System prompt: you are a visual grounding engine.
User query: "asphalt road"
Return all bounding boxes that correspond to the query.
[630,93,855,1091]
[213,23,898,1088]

______

Work to be completed
Write out every line of the items above word for word, keeping them in their original order.

The completed task
System prompt: you are a visual grounding engine.
User query: "asphalt road"
Return all bounding boxes that correspond to the query.
[630,93,855,1091]
[213,23,898,1088]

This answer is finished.